## RECORDS TO USE
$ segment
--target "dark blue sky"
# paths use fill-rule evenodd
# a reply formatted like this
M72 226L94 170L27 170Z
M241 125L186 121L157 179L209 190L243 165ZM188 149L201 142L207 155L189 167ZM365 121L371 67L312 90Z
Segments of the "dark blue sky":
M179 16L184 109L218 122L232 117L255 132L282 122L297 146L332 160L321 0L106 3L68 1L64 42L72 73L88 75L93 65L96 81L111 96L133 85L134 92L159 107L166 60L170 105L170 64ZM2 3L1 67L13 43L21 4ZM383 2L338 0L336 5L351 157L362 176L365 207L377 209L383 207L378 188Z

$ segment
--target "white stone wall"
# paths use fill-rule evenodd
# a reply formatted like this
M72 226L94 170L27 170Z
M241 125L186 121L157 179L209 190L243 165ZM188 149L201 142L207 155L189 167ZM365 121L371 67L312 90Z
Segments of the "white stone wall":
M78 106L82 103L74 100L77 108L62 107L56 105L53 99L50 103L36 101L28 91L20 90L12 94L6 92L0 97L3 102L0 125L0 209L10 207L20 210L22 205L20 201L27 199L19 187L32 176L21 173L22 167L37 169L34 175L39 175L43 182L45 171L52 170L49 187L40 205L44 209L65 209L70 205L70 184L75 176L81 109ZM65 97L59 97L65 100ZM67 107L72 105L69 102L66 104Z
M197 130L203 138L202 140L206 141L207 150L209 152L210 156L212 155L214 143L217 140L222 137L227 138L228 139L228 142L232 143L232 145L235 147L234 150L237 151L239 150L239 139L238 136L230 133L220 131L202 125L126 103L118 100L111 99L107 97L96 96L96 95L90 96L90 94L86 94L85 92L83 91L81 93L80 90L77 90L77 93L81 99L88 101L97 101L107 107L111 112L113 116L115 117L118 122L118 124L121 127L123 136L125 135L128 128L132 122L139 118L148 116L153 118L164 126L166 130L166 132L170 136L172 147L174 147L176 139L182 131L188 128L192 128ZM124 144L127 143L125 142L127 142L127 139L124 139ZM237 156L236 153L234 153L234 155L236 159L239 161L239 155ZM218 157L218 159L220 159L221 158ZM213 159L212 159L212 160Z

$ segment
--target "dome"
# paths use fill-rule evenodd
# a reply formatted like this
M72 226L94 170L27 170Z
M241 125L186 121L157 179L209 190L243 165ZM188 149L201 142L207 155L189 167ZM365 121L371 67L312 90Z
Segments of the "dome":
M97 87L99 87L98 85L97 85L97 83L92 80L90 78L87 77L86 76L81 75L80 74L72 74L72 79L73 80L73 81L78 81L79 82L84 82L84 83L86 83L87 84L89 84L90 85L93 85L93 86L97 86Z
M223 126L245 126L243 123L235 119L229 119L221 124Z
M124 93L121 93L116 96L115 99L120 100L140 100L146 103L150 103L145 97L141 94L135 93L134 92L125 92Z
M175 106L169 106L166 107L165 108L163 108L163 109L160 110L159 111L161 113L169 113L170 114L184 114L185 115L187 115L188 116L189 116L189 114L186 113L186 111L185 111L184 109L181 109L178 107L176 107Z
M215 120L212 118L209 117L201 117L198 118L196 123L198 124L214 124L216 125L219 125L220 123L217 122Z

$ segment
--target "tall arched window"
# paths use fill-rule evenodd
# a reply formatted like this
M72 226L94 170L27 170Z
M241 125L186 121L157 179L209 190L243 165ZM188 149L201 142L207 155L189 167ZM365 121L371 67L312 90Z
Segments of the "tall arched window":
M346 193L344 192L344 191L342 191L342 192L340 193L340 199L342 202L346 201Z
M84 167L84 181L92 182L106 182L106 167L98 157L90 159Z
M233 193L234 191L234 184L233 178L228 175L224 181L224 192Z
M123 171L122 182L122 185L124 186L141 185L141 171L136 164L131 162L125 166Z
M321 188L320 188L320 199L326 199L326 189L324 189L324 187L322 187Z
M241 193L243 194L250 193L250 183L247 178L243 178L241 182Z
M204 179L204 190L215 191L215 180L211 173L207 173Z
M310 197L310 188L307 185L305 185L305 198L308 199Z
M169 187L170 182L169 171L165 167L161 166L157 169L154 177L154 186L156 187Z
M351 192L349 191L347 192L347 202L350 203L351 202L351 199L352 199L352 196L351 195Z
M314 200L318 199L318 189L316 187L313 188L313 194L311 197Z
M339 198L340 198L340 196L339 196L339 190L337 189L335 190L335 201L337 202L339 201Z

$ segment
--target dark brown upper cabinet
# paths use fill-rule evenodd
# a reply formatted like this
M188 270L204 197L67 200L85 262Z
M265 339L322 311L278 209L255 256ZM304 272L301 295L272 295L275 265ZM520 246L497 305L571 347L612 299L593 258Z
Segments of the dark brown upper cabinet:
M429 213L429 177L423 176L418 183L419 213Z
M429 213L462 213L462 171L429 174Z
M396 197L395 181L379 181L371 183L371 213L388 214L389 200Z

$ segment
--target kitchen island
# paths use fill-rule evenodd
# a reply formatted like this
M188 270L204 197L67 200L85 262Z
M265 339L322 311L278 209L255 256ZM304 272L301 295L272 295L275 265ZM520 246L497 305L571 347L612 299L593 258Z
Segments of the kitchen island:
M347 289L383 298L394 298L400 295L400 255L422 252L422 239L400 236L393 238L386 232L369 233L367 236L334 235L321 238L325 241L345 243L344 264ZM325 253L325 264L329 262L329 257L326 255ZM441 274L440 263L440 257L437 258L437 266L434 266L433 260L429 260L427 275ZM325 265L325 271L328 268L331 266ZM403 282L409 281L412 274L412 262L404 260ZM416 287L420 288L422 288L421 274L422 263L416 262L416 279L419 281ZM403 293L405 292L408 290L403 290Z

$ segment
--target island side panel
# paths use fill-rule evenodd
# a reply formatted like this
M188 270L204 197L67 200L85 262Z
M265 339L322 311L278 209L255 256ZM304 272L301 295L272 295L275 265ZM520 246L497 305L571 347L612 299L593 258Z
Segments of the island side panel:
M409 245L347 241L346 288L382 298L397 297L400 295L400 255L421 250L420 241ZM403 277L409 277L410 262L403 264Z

## EXERCISE REQUIREMENTS
Output the listing above without altering a single character.

## RESPONSE TO THE TASK
$ segment
--target "dark blue sky"
# paths use fill-rule evenodd
# a reply formatted like this
M72 226L94 170L27 170Z
M241 125L186 121L157 179L209 190L243 165ZM188 149L201 142L207 155L189 167ZM365 121L371 67L312 90Z
Segments of the "dark blue sky":
M179 16L184 109L218 122L232 117L255 132L282 122L297 146L332 160L321 0L106 3L68 1L64 42L72 73L88 75L93 65L96 81L111 96L133 85L134 92L159 107L166 60L170 105L170 64ZM2 3L1 67L13 43L21 4ZM383 2L338 0L336 5L351 157L362 176L365 207L377 209L383 207L378 188Z

$ segment
--target "white stone wall"
# paths use fill-rule evenodd
# a reply formatted like this
M72 226L94 170L27 170Z
M241 125L186 121L157 179L209 190L243 165ZM188 149L201 142L207 155L189 167ZM365 121L371 67L312 90Z
Segments of the "white stone wall":
M78 106L82 103L74 100L77 108L62 107L56 105L53 99L50 103L36 101L28 91L20 90L12 94L6 92L0 97L3 102L0 125L0 209L10 207L20 210L22 205L20 201L27 199L19 187L32 176L21 173L22 167L37 169L34 175L39 175L43 182L45 171L52 170L49 187L40 205L44 209L65 209L70 205L70 184L75 176L81 109ZM65 97L59 97L65 100ZM67 107L72 105L69 102L66 104Z
M197 130L203 138L202 140L206 141L207 150L209 152L210 156L212 155L214 143L217 140L222 137L227 138L228 139L228 142L232 143L232 145L235 147L234 150L237 151L239 150L239 139L238 136L230 133L220 131L202 125L126 103L118 100L111 99L107 97L96 96L96 95L90 96L90 94L86 94L85 92L83 91L81 93L80 90L77 90L77 93L81 99L88 101L97 101L107 107L111 112L113 116L115 117L118 122L118 124L121 127L123 136L125 135L128 128L132 122L139 118L148 116L153 118L164 126L166 130L166 132L170 136L172 147L174 147L176 139L182 131L188 128L192 128ZM124 144L127 143L125 142L127 142L127 139L124 139ZM237 156L236 153L234 153L234 155L236 159L239 161L239 155ZM218 157L218 159L220 159L221 158ZM213 159L212 159L212 160Z

$ segment
--target "dome"
# paths use fill-rule evenodd
# a reply formatted like this
M72 226L94 170L27 170Z
M241 125L186 121L157 179L209 190L243 165ZM188 149L201 142L207 155L189 167ZM365 121L371 67L312 90Z
Segments of the "dome":
M97 87L99 87L98 85L97 85L97 83L92 80L90 78L87 77L86 76L81 75L80 74L72 74L72 79L73 80L73 81L78 81L79 82L84 82L84 83L86 83L87 84L89 84L90 85L93 85L93 86L97 86Z
M223 126L245 126L243 123L235 119L229 119L221 124Z
M124 93L121 93L116 96L115 99L120 100L140 100L146 103L150 103L145 97L141 94L135 93L134 92L125 92Z
M175 106L169 106L166 107L165 108L163 108L163 109L160 110L159 111L161 113L169 113L170 114L184 114L185 115L187 115L188 116L189 116L189 114L186 113L186 111L185 111L184 109L181 109L178 107L176 107Z
M215 120L212 118L209 117L201 117L198 118L196 123L198 124L214 124L216 125L219 125L220 123L217 122Z

$ segment
--target "tall arched window"
# paths use fill-rule evenodd
# a reply formatted like this
M72 226L94 170L27 170Z
M241 125L186 121L157 179L209 190L243 165ZM188 149L201 142L207 155L189 167ZM365 121L371 67L312 90Z
Segments of the "tall arched window":
M346 193L344 192L344 191L342 191L342 192L340 193L340 199L342 202L346 201Z
M84 167L84 181L92 182L106 182L106 167L98 157L90 159Z
M233 193L234 191L234 184L233 178L228 175L224 181L224 192Z
M123 171L122 182L122 185L124 186L141 185L141 171L136 164L131 162L125 166Z
M321 188L320 188L320 199L326 199L326 189L324 189L324 187L322 187Z
M241 193L243 194L250 193L250 183L247 178L243 178L241 182Z
M204 179L204 190L215 191L215 180L211 173L207 173Z
M310 197L310 188L307 185L305 185L305 198L308 199Z
M169 187L170 182L169 171L165 167L161 166L157 169L154 177L154 186L156 187Z
M351 192L349 191L347 192L347 202L350 203L351 202L351 199L352 199L352 196L351 195Z
M314 200L318 199L318 189L316 187L313 188L313 194L311 197Z
M339 198L340 198L340 196L339 196L339 190L337 189L335 190L335 201L337 202L339 201Z

$ segment
--target dark brown upper cabinet
# paths use fill-rule evenodd
# a reply formatted like this
M188 270L204 197L67 200L85 262Z
M265 339L322 311L278 209L255 256ZM304 272L301 295L272 295L275 265ZM520 246L497 305L571 347L612 299L593 258Z
Segments of the dark brown upper cabinet:
M429 213L429 177L423 176L418 183L419 213Z
M429 213L462 213L462 171L429 174Z
M396 197L395 181L379 181L371 183L371 213L388 214L389 200Z

$ segment
--target kitchen island
# paths use fill-rule evenodd
# a reply formatted like this
M188 270L204 197L67 200L85 262Z
M265 339L322 311L278 209L255 256ZM304 272L301 295L272 295L275 265ZM520 246L497 305L571 347L612 299L593 258Z
Segments of the kitchen island:
M347 289L383 298L394 298L400 295L400 255L422 252L422 239L400 236L393 238L386 232L369 233L367 236L334 235L321 238L325 241L345 243L344 264ZM325 253L325 264L329 262L329 257L326 255ZM441 274L440 263L440 257L437 258L437 266L434 266L433 260L429 260L427 275ZM325 265L325 271L328 268L331 266ZM403 282L409 281L412 274L412 262L404 260ZM416 287L420 288L422 288L421 274L422 263L416 262L416 279L419 281ZM403 293L405 292L408 290L403 290Z

$ segment
--target island side panel
# paths use fill-rule evenodd
# a reply formatted like this
M188 270L204 197L67 200L85 262Z
M265 339L322 311L278 209L255 256ZM304 272L301 295L272 295L275 265ZM520 246L497 305L571 347L612 299L593 258Z
Segments of the island side panel:
M409 245L347 241L346 288L382 298L397 297L400 295L400 255L421 250L420 241ZM403 277L409 277L410 262L403 264Z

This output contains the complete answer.